> **Task instructions**
The full set of entries needs to be reproduced exactly.

(Collected data)
• • • • •
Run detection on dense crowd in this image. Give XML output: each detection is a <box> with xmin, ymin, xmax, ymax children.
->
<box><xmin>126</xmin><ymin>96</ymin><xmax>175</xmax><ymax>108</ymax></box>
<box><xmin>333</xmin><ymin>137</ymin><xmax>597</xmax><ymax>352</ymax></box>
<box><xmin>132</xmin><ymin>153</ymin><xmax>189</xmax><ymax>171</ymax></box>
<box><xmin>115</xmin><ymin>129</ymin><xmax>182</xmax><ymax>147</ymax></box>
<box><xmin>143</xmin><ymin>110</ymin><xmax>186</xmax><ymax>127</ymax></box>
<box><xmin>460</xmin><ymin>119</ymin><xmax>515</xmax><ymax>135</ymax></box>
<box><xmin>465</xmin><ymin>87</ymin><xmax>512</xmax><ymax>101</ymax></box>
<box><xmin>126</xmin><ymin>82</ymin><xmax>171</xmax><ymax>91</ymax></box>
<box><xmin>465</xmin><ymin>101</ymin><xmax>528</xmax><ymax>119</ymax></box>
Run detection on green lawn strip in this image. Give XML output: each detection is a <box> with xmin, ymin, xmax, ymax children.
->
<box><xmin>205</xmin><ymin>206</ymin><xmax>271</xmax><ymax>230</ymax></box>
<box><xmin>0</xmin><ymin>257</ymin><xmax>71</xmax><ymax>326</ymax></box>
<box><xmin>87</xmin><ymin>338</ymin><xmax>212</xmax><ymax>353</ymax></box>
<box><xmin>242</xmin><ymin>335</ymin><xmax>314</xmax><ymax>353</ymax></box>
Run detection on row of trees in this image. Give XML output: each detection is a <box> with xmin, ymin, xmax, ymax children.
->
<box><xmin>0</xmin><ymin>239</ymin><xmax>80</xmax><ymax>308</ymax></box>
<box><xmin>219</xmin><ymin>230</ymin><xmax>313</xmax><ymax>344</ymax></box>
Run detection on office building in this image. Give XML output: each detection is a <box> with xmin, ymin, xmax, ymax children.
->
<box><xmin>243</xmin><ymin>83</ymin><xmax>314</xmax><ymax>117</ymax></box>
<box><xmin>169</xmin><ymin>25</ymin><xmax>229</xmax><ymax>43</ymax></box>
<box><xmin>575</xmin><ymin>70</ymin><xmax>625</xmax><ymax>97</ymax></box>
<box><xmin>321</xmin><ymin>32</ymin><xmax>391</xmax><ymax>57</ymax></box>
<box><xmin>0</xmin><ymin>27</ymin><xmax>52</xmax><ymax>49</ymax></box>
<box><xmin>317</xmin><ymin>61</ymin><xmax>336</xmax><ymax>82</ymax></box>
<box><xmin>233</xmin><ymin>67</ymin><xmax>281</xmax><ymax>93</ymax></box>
• • • • •
> **Exercise solution**
Run detection on dense crowd in this image. Give XML output: each detection is a <box> with xmin, ymin, xmax, ymax children.
->
<box><xmin>126</xmin><ymin>96</ymin><xmax>175</xmax><ymax>108</ymax></box>
<box><xmin>333</xmin><ymin>137</ymin><xmax>597</xmax><ymax>352</ymax></box>
<box><xmin>132</xmin><ymin>153</ymin><xmax>189</xmax><ymax>171</ymax></box>
<box><xmin>115</xmin><ymin>129</ymin><xmax>182</xmax><ymax>147</ymax></box>
<box><xmin>143</xmin><ymin>110</ymin><xmax>186</xmax><ymax>127</ymax></box>
<box><xmin>460</xmin><ymin>119</ymin><xmax>515</xmax><ymax>135</ymax></box>
<box><xmin>465</xmin><ymin>87</ymin><xmax>512</xmax><ymax>101</ymax></box>
<box><xmin>126</xmin><ymin>82</ymin><xmax>171</xmax><ymax>91</ymax></box>
<box><xmin>465</xmin><ymin>101</ymin><xmax>528</xmax><ymax>119</ymax></box>
Run detection on green lawn strip in this image. Give XML output: each detection is a <box> with xmin, ymin, xmax, ymax children.
->
<box><xmin>205</xmin><ymin>206</ymin><xmax>271</xmax><ymax>230</ymax></box>
<box><xmin>0</xmin><ymin>257</ymin><xmax>71</xmax><ymax>326</ymax></box>
<box><xmin>87</xmin><ymin>338</ymin><xmax>212</xmax><ymax>353</ymax></box>
<box><xmin>242</xmin><ymin>335</ymin><xmax>314</xmax><ymax>353</ymax></box>
Run detection on row of trees in this image. Give XML output: each detection is a <box> with xmin, ymin, xmax, ymax children.
->
<box><xmin>0</xmin><ymin>239</ymin><xmax>80</xmax><ymax>308</ymax></box>
<box><xmin>219</xmin><ymin>230</ymin><xmax>313</xmax><ymax>344</ymax></box>
Run detection on office building in this image. Give XML output: each detection is a <box> with xmin, ymin, xmax, ymax children.
->
<box><xmin>243</xmin><ymin>83</ymin><xmax>314</xmax><ymax>117</ymax></box>
<box><xmin>169</xmin><ymin>25</ymin><xmax>229</xmax><ymax>43</ymax></box>
<box><xmin>575</xmin><ymin>70</ymin><xmax>625</xmax><ymax>97</ymax></box>
<box><xmin>321</xmin><ymin>32</ymin><xmax>391</xmax><ymax>57</ymax></box>
<box><xmin>0</xmin><ymin>27</ymin><xmax>52</xmax><ymax>49</ymax></box>
<box><xmin>317</xmin><ymin>61</ymin><xmax>336</xmax><ymax>82</ymax></box>
<box><xmin>233</xmin><ymin>67</ymin><xmax>281</xmax><ymax>93</ymax></box>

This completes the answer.